══ TEXT

Während des Prozesses in Manhattan hatten dann zwei weitere Frauen ausgesagt, sexuelle Übergriffe durch Trump erlebt zu haben. Er selbst war dem Ende April gestarteten Zivilprozess ferngeblieben. Trumps Anwalt Joe Tacopina sprach vor Journalisten von einem "merkwürdigen" Urteilsspruch: "Das war eine Vergewaltigungsklage. Die Jury hat sie zurückgewiesen, aber kam zu anderen Ergebnissen. Die werden wir anfechten."
Trump wiederholt "Hexenjagd"-Vorwurf
Trump selbst wetterte nach der Entscheidung der Geschworenen-Jury auf der von ihm mitbegründeten Plattform Truth Social. Dieses Urteil sei "eine Schande". Es handele sich um eine Fortsetzung der "größten Hexenjagd aller Zeiten". Und Trump wiederholte mit Blick auf Klägerin Carroll: Er habe absolut keine Ahnung, wer diese Frau sei.

════
══ DATENÜBERSICHT

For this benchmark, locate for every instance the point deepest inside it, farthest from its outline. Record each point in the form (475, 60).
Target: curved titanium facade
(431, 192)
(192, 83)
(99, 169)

════

ZU ERLEDIGEN:
1 - Prüfen Sie, ob die folgenden Aussagen mit dem Text über Trumps Zivilprozess übereinstimmen, und antworten Sie jeweils mit Ja oder Nein samt den entscheidenden Worten des Textes als wörtlichem Zitat: (a) Trump nahm persönlich am Zivilprozess teil. (b) Tacopina kündigte an, die Ergebnisse der Jury anzufechten. (c) Trump äußerte sich auf Truth Social zum Urteil.
2 - Nehmen Sie den Text über Trumps Zivilprozess nach seinem letzten Satz wieder auf und führen Sie ihn fort.

LÖSUNGEN:
1 -
(a) Nein: „Er selbst war dem Ende April gestarteten Zivilprozess ferngeblieben.“
(b) Ja: „Die werden wir anfechten.“
(c) Ja: „Trump selbst wetterte nach der Entscheidung der Geschworenen-Jury auf der von ihm mitbegründeten Plattform Truth Social.“

2 -
Trump ist von zahlreichen Frauen des sexuellen Fehlverhaltens bis hin zur Vergewaltigung beschuldigt worden. Er hat solche Vorwürfe stets zurückgewiesen. Mit dem jüngsten Urteil wird der Ex-Präsident dafür erstmals rechtlich zur Verantwortung gezogen. Carrolls Anwältin Kaplan hatte in ihrem Schlussplädoyer an die Geschworenen appelliert: Trump müsse für seine Tat zur Rechenschaft gezogen werden, weil auch ein Ex-Präsident nicht über dem Gesetz stehe.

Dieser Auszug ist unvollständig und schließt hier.